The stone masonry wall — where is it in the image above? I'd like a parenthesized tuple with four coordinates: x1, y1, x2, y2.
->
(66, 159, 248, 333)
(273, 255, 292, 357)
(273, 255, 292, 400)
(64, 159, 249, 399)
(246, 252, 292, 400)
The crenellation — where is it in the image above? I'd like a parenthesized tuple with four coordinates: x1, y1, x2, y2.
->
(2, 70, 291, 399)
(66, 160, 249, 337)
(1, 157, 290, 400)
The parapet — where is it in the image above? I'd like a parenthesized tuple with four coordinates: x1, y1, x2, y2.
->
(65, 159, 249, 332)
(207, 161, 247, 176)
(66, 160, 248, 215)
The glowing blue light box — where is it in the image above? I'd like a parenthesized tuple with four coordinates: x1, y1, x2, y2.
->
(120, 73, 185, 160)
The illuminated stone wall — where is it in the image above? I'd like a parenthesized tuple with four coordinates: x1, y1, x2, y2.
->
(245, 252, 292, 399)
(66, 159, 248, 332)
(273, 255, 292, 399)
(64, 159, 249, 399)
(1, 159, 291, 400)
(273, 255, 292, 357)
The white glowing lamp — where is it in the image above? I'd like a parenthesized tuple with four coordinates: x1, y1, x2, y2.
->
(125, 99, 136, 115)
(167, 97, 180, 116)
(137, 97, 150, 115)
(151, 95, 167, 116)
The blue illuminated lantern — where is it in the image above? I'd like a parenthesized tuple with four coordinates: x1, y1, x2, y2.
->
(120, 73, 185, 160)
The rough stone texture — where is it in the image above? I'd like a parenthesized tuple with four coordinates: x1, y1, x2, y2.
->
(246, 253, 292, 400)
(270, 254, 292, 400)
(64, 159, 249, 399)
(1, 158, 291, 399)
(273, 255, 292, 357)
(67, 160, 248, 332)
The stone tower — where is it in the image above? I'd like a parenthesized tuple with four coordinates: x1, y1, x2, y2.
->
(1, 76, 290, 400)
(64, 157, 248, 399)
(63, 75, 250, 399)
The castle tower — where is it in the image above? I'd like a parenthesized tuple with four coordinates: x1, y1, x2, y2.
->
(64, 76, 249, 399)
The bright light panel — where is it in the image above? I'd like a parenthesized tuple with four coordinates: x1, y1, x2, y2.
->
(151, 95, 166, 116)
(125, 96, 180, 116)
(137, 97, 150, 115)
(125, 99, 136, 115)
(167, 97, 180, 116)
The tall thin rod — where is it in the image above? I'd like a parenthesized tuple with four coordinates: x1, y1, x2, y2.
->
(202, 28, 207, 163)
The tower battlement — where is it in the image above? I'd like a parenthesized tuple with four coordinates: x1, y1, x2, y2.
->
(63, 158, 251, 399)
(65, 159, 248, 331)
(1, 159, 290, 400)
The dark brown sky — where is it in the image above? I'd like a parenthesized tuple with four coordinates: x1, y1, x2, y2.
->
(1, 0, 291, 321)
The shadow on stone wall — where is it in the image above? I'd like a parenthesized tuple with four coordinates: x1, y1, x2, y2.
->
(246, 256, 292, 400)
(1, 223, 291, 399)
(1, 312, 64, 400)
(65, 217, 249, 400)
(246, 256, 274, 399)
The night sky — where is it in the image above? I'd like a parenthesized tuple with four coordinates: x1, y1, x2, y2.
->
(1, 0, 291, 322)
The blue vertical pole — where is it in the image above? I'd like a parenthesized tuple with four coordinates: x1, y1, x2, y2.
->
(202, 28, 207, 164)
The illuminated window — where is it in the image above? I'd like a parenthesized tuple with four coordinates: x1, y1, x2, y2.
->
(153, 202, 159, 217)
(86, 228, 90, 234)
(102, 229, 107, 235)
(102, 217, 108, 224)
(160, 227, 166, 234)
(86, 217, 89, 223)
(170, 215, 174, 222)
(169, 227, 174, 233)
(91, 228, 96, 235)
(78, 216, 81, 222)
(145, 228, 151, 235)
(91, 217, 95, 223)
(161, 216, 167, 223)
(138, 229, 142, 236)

TASK REQUIREMENTS = Find the word "tower" in the entries above. Copy every line that has it.

TASK RESPONSE =
The stone tower — where is it in the image above? I'd like a parenthesized tuple with four coordinates: x1, y1, x2, y2.
The castle tower — where is it in the image above? I'd like a parenthesized tuple with four coordinates: x1, y1, x2, y2.
The tower battlement — where is it in the image above? I'd like a parenthesized tuple with four coordinates: x1, y1, x2, y2.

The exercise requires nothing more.